___ Record list ___
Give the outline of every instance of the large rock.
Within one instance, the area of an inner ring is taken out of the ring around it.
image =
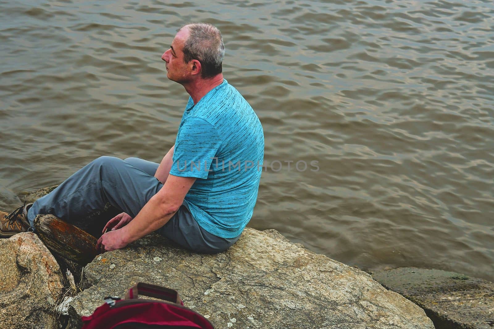
[[[32,233],[0,239],[0,328],[54,329],[63,277],[53,256]]]
[[[179,291],[216,328],[434,328],[423,310],[369,275],[291,243],[244,230],[230,249],[198,255],[152,234],[84,269],[88,289],[70,303],[73,328],[107,295],[141,281]]]
[[[422,307],[436,329],[494,327],[494,283],[415,267],[377,271],[374,279]]]

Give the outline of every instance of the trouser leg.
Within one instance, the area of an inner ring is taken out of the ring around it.
[[[158,170],[158,167],[160,166],[159,163],[148,161],[140,158],[127,158],[124,161],[139,168],[151,176],[154,176],[156,171]]]
[[[107,203],[135,217],[163,186],[152,175],[128,162],[102,156],[36,200],[28,219],[32,226],[39,214],[51,214],[70,221],[71,218],[101,211]]]

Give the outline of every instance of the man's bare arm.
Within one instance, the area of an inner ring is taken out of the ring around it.
[[[135,241],[166,224],[182,205],[196,179],[169,175],[165,185],[148,201],[135,218],[121,229],[125,242]]]
[[[163,226],[178,210],[196,179],[195,177],[169,175],[164,186],[135,218],[122,228],[102,235],[96,244],[96,249],[100,251],[120,249]],[[102,247],[104,248],[100,249]]]
[[[160,166],[155,173],[155,177],[164,184],[166,181],[168,175],[170,174],[170,169],[171,169],[171,166],[173,164],[173,157],[174,149],[175,145],[174,145],[173,146],[171,146],[171,148],[168,151],[166,155],[163,157],[163,159],[160,163]]]

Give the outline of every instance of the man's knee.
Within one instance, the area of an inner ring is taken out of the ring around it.
[[[91,164],[98,167],[107,167],[108,166],[114,166],[116,163],[122,161],[122,159],[115,157],[114,156],[108,156],[108,155],[103,155],[99,158],[93,160]]]
[[[125,162],[128,162],[129,163],[132,163],[135,161],[139,161],[140,160],[139,158],[136,158],[135,157],[131,156],[129,158],[127,158],[126,159],[124,159],[124,161]]]

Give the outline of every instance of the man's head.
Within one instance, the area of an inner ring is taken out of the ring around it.
[[[183,83],[198,73],[207,79],[221,73],[224,55],[219,30],[210,24],[194,23],[177,30],[170,49],[162,58],[167,63],[168,78]]]

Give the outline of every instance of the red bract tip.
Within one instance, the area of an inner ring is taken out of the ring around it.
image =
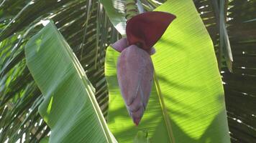
[[[127,21],[126,28],[129,45],[150,49],[175,18],[171,14],[160,11],[145,12],[132,17]]]
[[[133,119],[133,122],[135,124],[136,126],[139,125],[140,122],[140,118]]]

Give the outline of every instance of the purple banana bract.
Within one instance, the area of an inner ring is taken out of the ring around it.
[[[127,38],[111,45],[121,55],[117,61],[117,79],[121,94],[133,122],[138,125],[149,101],[154,66],[150,55],[153,45],[175,18],[173,14],[153,11],[138,14],[127,21]]]

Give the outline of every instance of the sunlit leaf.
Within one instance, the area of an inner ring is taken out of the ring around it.
[[[114,142],[93,87],[52,23],[29,39],[27,64],[44,95],[39,108],[50,142]]]
[[[130,142],[139,130],[147,131],[152,142],[230,142],[212,41],[193,1],[170,0],[156,11],[172,13],[177,19],[155,45],[157,52],[152,59],[159,84],[152,88],[138,127],[128,115],[118,87],[119,53],[107,49],[111,131],[120,142]]]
___
= Objective =
Leave out the pictures and copy everything else in the records word for word.

= Full output =
Give the outline of every instance of the large rock.
Within one instance, the area of an inner ring is taken out of the ring around it.
image =
[[[32,233],[0,239],[0,328],[54,329],[63,277],[53,256]]]
[[[179,291],[216,328],[434,328],[423,310],[369,275],[291,243],[244,230],[230,249],[198,255],[152,234],[84,269],[88,289],[70,303],[73,328],[107,295],[141,281]]]
[[[422,307],[436,329],[494,327],[494,283],[415,267],[377,271],[374,279]]]

Give the outline of every instance of the trouser leg.
Within one instance, the area of an inner ring is taken out of the ring around it.
[[[158,170],[158,167],[160,166],[159,163],[148,161],[140,158],[127,158],[124,161],[139,168],[151,176],[154,176],[156,171]]]
[[[107,203],[135,217],[163,186],[152,175],[128,162],[102,156],[36,200],[28,219],[32,226],[39,214],[51,214],[70,221],[71,218],[101,211]]]

Give the outline of every instance of the man's bare arm.
Within one instance, the area of an inner ring is taken out of the ring around it.
[[[135,241],[166,224],[182,205],[196,179],[169,175],[165,185],[148,201],[135,218],[121,229],[125,242]]]
[[[163,226],[178,210],[196,179],[195,177],[169,175],[164,186],[135,218],[122,228],[102,235],[96,244],[96,249],[100,251],[120,249]],[[102,247],[104,248],[100,249]]]
[[[160,166],[155,173],[155,177],[164,184],[166,181],[168,175],[170,174],[170,169],[171,169],[171,166],[173,164],[173,157],[174,149],[175,145],[174,145],[173,146],[171,146],[171,148],[168,151],[166,155],[163,157],[163,159],[160,163]]]

Give the outline of every instance of the man's knee.
Within one instance, the area of an inner ring is taken out of the ring around it.
[[[91,164],[98,167],[107,167],[108,166],[114,166],[116,163],[122,161],[122,159],[115,157],[114,156],[108,156],[108,155],[103,155],[99,158],[93,160]]]
[[[125,162],[128,162],[129,163],[132,163],[135,161],[139,161],[140,160],[139,158],[136,158],[135,157],[131,156],[129,158],[127,158],[126,159],[124,159],[124,161]]]

Give the outline of every instance of the man's head.
Within one instance, the area of an inner ring is taken out of the ring around it.
[[[183,83],[198,73],[207,79],[221,73],[224,55],[219,30],[210,24],[194,23],[177,30],[170,49],[162,58],[167,63],[168,78]]]

Give the outline of every instance of the red bract tip.
Within one instance, the area of an inner ring is taken out of the ring around it.
image =
[[[127,21],[126,28],[129,45],[150,49],[175,18],[171,14],[160,11],[145,12],[132,17]]]
[[[133,119],[133,122],[135,124],[136,126],[139,125],[140,122],[140,118]]]

Give the outline of every instance of the purple banana bract.
Within one instance, the area of an inner ring is taken out of the ring around it.
[[[127,38],[111,45],[121,55],[117,61],[117,79],[121,94],[133,122],[138,125],[149,101],[154,66],[150,55],[153,45],[175,18],[173,14],[153,11],[138,14],[127,21]]]

Give the outline of every instance of the sunlit leaf.
Within one instance, the area of an inner ring is taken out of the ring around it.
[[[114,142],[93,87],[52,23],[29,39],[27,64],[44,95],[39,108],[50,142]]]
[[[130,142],[139,130],[147,131],[152,142],[230,142],[212,41],[193,1],[170,0],[156,11],[172,13],[177,19],[155,45],[157,52],[152,59],[159,84],[152,88],[138,127],[128,115],[118,87],[119,53],[107,49],[111,131],[120,142]]]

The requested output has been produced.